Required work. Reproduce the court passage below on access to the Income Tax Act word for word, from start to finish.

Passage.
◆ ◆ ◆
This argument has no merit. The Income Tax Act is readily available both
by a computer on-line, at the public library, and through the Government of
Canada. [. . .]
[19] Furthermore, it has
been decided in many cases, that CRA has no duty to produce an original or a
certified copy of the Income Tax Act to a taxpayer. In R. v.Gibbs,
2006 BCSC 481, [2006] B.C.J. No. 652 (QL), para. 54, the Court
referred to the following extract of Justice Tysoe in R. v. Holly
Bruno, [2001] B.C.J. No. 2905, 2001 BCSC 1828 at
para. 7:
"I am satisfied that the laws of the
country are contained in the 1985 Revised Statutes of Canada, as amended from
time to time thereafter. Those statutes were available to Ms. Bruno. She
has been convicted to that statute and the conviction is valid."
[20] That finding was
confirmed by the British Columbia Court of Appeal in R. v. Bruno,
[2002]) B.C.J. No. 1177, 2002 BCCA 348, at paragraph 7:
[. . .] it is my view that there is no
merit to the contention that Mr. Bruno does not have access to the laws of
Canada or the failure of the Crown to produce a version of the Income Tax
Act different from that generally available to the public, including
Mr. Bruno, amounts to a failure of disclosure [. . .].
◆ ◆ ◆
[Saved entries]

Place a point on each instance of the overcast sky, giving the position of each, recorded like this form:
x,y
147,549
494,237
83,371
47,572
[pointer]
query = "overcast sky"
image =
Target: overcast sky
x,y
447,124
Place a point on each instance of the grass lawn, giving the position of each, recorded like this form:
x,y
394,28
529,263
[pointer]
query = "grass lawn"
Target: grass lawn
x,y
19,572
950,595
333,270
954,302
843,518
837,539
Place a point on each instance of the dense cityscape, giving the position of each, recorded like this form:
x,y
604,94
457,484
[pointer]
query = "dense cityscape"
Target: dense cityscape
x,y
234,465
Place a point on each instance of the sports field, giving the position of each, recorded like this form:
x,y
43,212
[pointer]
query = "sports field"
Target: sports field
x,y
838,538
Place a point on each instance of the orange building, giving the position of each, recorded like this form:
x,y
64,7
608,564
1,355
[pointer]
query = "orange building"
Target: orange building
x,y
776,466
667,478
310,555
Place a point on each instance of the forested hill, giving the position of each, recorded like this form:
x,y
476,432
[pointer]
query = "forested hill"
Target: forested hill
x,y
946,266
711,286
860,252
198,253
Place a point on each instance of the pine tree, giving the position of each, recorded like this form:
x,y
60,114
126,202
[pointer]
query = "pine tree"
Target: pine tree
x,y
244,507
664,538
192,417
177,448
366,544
◆ ◆ ◆
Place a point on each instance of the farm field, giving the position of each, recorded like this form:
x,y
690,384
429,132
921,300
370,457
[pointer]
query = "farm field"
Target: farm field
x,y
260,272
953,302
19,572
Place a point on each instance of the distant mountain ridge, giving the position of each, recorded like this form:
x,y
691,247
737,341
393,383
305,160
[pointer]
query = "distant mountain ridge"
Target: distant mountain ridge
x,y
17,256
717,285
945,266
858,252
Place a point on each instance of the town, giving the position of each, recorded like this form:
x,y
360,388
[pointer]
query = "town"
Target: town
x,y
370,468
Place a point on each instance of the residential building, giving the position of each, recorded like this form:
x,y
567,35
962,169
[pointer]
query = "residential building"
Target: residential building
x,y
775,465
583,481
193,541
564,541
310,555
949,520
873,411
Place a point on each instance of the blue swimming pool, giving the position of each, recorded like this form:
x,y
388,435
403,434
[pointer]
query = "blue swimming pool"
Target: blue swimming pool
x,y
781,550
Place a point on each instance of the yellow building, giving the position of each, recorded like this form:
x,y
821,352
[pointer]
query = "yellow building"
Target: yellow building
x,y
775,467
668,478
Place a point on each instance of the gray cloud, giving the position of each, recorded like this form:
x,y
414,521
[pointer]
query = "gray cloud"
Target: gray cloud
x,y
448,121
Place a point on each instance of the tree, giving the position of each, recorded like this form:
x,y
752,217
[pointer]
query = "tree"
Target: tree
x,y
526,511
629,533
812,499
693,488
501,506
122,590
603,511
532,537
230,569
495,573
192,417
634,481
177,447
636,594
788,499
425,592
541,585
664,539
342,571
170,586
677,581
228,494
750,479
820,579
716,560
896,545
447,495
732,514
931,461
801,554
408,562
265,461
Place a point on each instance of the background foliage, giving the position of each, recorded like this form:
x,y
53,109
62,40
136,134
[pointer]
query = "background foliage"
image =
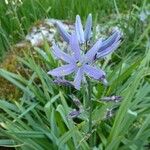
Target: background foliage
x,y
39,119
◆ ◆ ◆
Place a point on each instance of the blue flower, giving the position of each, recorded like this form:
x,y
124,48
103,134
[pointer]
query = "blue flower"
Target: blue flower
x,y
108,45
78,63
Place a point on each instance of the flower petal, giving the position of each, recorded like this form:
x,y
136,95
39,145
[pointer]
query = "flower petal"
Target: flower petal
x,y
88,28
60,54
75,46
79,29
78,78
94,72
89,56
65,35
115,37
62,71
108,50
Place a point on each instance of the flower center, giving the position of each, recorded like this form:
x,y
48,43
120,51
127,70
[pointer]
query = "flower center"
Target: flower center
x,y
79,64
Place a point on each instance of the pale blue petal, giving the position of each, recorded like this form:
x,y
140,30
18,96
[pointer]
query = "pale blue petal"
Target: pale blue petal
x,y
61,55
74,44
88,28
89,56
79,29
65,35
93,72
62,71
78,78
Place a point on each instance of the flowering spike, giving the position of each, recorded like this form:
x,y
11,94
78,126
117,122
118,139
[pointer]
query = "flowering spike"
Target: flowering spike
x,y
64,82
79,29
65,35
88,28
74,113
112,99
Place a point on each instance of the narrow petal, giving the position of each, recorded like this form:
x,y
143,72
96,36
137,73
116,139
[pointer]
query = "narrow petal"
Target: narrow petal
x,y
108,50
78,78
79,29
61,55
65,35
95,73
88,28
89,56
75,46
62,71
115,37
◆ ◆ ◆
Your solution.
This argument has no merit. The Income Tax Act is readily available both
by a computer on-line, at the public library, and through the Government of
Canada. [. . .]
[19] Furthermore, it has
been decided in many cases, that CRA has no duty to produce an original or a
certified copy of the Income Tax Act to a taxpayer. In R. v.Gibbs,
2006 BCSC 481, [2006] B.C.J. No. 652 (QL), para. 54, the Court
referred to the following extract of Justice Tysoe in R. v. Holly
Bruno, [2001] B.C.J. No. 2905, 2001 BCSC 1828 at
para. 7:
"I am satisfied that the laws of the
country are contained in the 1985 Revised Statutes of Canada, as amended from
time to time thereafter. Those statutes were available to Ms. Bruno. She
has been convicted to that statute and the conviction is valid."
[20] That finding was
confirmed by the British Columbia Court of Appeal in R. v. Bruno,
[2002]) B.C.J. No. 1177, 2002 BCCA 348, at paragraph 7:
[. . .] it is my view that there is no
merit to the contention that Mr. Bruno does not have access to the laws of
Canada or the failure of the Crown to produce a version of the Income Tax
Act different from that generally available to the public, including
Mr. Bruno, amounts to a failure of disclosure [. . .].